▼▼▼
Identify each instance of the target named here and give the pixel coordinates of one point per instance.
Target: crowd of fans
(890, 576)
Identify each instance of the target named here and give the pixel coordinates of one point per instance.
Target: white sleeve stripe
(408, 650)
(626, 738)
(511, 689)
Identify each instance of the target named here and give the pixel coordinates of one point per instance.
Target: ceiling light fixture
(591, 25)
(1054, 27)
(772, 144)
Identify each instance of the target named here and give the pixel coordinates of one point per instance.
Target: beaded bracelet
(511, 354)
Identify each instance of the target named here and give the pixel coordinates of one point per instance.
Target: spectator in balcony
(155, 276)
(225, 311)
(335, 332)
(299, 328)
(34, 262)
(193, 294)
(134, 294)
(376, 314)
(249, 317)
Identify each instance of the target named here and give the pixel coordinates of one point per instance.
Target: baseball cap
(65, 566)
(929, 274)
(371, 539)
▲▲▲
Problem >>
Copy every line of the data above, changing only the coordinate pairs by adding 105 to both the x and y value in each one.

Written response >>
Identify each instance of the target named here and give the pixel coordinates of one point per instance.
Target: crowd of fans
(995, 681)
Identify each instance of the target named here and give the pixel coordinates of one point per instance.
Target: white sleeve stripe
(513, 755)
(731, 843)
(616, 794)
Identify each instance of the target named here and give the pixel coordinates of one point per instance.
Target: ceiling light fixture
(696, 130)
(1159, 132)
(877, 249)
Identify each instance of the target named here and give the pixel coordinates of one point per instance.
Target: beaded bracelet
(616, 459)
Identify each instance of the target named here and give the pixel coordinates of one point per instance.
Target: spectator in balcony
(260, 381)
(330, 416)
(440, 437)
(404, 433)
(139, 367)
(298, 399)
(239, 399)
(481, 419)
(354, 422)
Identify each instance of the target named here and give the pixel coordinates of one point per instance.
Target: baseball cap
(170, 671)
(1034, 379)
(476, 644)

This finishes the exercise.